===== TEXTO DE ORIGEM
Coimbra, 1 de Maio de 1974.
Nunca vi um dilúvio de gente desta natureza em toda a minha vida. Nem a procissão do Senhor Santo Cristo dos Milagres, que é a maior de todas as que se realizam, também em Maio, nas Ilhas dos Açores, se pode comparar com o que hoje assisti com as lágrimas rebentando-me com gostosura dos olhos cheios. Era um tejo transbordando de povo correndo da Praça da República até ao Estádio Universitário, na margem esquerda do Mondego.
Miguel Torga seguia perto de mim. Procurei ler-lhe no rosto o que lhe ia na alma. Não consegui. Mas a sua presença na grandiosa procissão cívica deu ao acontecimento uma garantia de seriedade patriótica- a Poesia e a Revolução de mão dadas pela avenida abaixo. Oxalá seja este himeneu duradouro.
==========
### PEDIDO ESCRITO A
De acordo com o texto de origem, entre que locais corria a multidão?
===== LINHAS DA TAREFA
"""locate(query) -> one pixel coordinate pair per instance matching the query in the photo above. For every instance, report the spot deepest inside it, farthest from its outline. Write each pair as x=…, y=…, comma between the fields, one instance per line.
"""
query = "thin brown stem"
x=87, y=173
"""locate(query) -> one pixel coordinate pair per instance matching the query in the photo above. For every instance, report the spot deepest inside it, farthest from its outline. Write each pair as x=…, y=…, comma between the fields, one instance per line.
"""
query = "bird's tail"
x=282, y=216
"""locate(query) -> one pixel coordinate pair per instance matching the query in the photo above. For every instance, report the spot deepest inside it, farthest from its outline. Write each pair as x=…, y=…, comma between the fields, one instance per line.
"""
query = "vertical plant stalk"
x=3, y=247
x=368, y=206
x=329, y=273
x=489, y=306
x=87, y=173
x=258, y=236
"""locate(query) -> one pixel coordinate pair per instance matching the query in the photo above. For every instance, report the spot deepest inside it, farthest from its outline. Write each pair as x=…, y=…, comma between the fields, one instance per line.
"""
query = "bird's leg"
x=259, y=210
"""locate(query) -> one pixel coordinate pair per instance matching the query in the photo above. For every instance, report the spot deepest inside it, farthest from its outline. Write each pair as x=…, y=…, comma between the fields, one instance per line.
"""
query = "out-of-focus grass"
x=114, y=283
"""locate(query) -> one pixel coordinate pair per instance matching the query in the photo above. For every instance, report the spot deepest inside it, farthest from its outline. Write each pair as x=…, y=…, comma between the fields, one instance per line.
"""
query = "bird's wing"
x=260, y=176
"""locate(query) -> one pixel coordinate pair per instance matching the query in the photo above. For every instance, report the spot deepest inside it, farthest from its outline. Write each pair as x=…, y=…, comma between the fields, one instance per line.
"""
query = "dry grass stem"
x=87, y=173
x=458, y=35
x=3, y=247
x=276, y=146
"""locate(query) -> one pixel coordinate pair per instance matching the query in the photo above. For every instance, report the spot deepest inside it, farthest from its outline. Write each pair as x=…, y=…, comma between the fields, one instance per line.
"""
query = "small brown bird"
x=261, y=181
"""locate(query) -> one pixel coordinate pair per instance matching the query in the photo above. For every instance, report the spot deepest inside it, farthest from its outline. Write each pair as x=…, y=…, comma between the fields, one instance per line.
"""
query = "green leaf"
==========
### PEDIDO ESCRITO B
Reproduza as linhas acima, com os pedidos, a partir da primeira linha até à linha que contém "x=282, y=216", ambas incluídas. Desloque cada coordenada das respostas somando-lhe -32.

### RESULTADO DO EXERCÍCIO A
Da Praça da República até ao Estádio Universitário, na margem esquerda do Mondego.

### RESULTADO DO EXERCÍCIO B
"""locate(query) -> one pixel coordinate pair per instance matching the query in the photo above. For every instance, report the spot deepest inside it, farthest from its outline. Write each pair as x=…, y=…, comma between the fields, one instance per line.
"""
query = "thin brown stem"
x=55, y=141
"""locate(query) -> one pixel coordinate pair per instance matching the query in the photo above. For every instance, report the spot deepest inside it, farthest from its outline. Write each pair as x=…, y=…, comma between the fields, one instance per line.
"""
query = "bird's tail"
x=250, y=184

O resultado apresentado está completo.